▸ **ИСХОДНЫЙ ТЕКСТ**:
________________
Разумеется, трудно заподозрить поэта в том, что он не умел подыскать точные рифмы. Неточная рифма Бродского - это прямое нарушение правил, применяемое автором совершенно сознательно, поскольку для него интереснее находить пусть неточную, но интересную составную рифму, чем точную, но избитую. К тому же неточные созвучия вносят в вносят разнообразие и украшают стихотворение.

Рифмы берегу - не могу и живу - траву не очень богатые - в них совпадает лишь по одному предударному звуку. Мы крайне редко встречаем у Бродского рифмы, относящиеся к одной части речи, а если это и происходит, то, в основном, поэт делает это намеренно, в качестве смыслового акцента.

На таком приеме построено стихотворение "Речь о пролитом молоке". Надо отметить, что это одно из немногих очень экспрессивных стихотворений автора. Итак, в строфах этого стихотворения также по восемь строк, но рифмовка здесь совсем иная: ааавсссв, причем во всем стихотворении мы не встретим ни одной мужской рифмы:

Я дышу серебром и харкаю медью!
Меня ловят багром и дырявой сетью.
Я дразню гусей и иду к бессмертью,
дайте мне хворостину!
Я беснуюсь, как мышь в пустоте сусека,
Выносите святых и портрет Генсека!
Раздается в лесу топор дровосека!
Поваляюсь в сугробе, авось остыну. (2, стр. 15)

Рифмы медью - сетью - бессмертью и сусека - Генсека - дровосека выдержаны в единых грамматических формах.

Это стихотворение также весьма показательно с точки зрения полного пренебрежения к постоянству размера. Что это за размер? Анапест? В основном, да, но слишком много отступлений от правила: то ямб проскочит, то дактиль... Нет, поэт определенно ломает классические рамки русского стихосложения. Но, в отличие от поэтов серебряного века, превыше всего ценившие музыкальность, звукопись речи, автор превыше всего ценит язык. Поэтому свободный, ничем не скованный поток речи ставится Бродским на первое место.
________________
▸ **ДАННЫЕ**:
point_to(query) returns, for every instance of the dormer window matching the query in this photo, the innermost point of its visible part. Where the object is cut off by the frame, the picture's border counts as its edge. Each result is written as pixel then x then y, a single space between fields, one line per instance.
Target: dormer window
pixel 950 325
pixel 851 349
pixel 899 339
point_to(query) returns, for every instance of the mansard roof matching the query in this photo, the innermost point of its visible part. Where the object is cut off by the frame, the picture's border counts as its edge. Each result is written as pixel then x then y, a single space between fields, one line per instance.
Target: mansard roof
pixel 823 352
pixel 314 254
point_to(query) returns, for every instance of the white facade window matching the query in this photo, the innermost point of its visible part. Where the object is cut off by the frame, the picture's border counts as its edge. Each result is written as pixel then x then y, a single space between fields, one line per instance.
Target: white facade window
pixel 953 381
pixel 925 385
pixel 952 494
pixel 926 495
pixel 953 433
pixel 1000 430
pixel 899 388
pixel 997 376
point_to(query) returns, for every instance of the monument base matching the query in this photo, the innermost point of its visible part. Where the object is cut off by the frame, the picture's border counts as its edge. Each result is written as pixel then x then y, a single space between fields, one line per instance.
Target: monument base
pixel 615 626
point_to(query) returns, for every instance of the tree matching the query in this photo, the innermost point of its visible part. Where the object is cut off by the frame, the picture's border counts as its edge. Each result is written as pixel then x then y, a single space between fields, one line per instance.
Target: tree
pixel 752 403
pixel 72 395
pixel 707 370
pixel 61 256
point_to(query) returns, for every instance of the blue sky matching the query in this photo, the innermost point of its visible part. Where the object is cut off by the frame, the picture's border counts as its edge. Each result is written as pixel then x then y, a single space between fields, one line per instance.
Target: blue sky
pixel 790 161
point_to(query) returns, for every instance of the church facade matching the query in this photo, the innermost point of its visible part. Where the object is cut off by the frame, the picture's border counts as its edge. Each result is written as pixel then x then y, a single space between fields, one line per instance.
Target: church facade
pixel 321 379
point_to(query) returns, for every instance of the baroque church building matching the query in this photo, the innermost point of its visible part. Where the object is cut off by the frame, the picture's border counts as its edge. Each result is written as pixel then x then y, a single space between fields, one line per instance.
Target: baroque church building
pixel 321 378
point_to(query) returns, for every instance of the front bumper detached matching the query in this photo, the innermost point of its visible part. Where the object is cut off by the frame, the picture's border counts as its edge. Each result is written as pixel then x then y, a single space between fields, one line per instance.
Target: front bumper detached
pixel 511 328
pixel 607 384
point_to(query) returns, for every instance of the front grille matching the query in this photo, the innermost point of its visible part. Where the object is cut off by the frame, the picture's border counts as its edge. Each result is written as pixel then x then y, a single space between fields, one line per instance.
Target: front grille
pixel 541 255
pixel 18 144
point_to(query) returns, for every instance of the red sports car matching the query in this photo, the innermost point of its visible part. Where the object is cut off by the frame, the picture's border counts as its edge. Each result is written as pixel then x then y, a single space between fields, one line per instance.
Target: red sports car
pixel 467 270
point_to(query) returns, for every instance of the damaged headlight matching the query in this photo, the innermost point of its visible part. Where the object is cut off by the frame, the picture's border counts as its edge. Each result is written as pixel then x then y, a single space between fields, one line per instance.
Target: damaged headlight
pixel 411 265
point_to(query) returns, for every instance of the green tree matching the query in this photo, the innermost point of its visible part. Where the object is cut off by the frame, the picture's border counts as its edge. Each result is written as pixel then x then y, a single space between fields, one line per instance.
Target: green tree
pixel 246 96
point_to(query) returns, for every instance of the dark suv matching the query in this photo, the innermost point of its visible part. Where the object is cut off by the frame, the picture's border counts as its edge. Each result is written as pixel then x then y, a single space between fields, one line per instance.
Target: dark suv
________________
▸ **ОБЯЗАТЕЛЬНЫЕ ЗАДАНИЯ**:
a - Какая схема рифмовки у строф стихотворения «Речь о пролитом молоке» согласно тексту о рифмах Бродского?
b - Выведите из текста о рифмах Бродского отрывок, начиная со слов «На таком приеме» и продолжая до слов «и харкаю медью!» включительно.
Приведённые строки для работы не понадобятся.

▸ **ОТВЕТЫ**:
a - Схема рифмовки — ааавсссв.

b -
На таком приеме построено стихотворение "Речь о пролитом молоке". Надо отметить, что это одно из немногих очень экспрессивных стихотворений автора. Итак, в строфах этого стихотворения также по восемь строк, но рифмовка здесь совсем иная: ааавсссв, причем во всем стихотворении мы не встретим ни одной мужской рифмы:

Я дышу серебром и харкаю медью!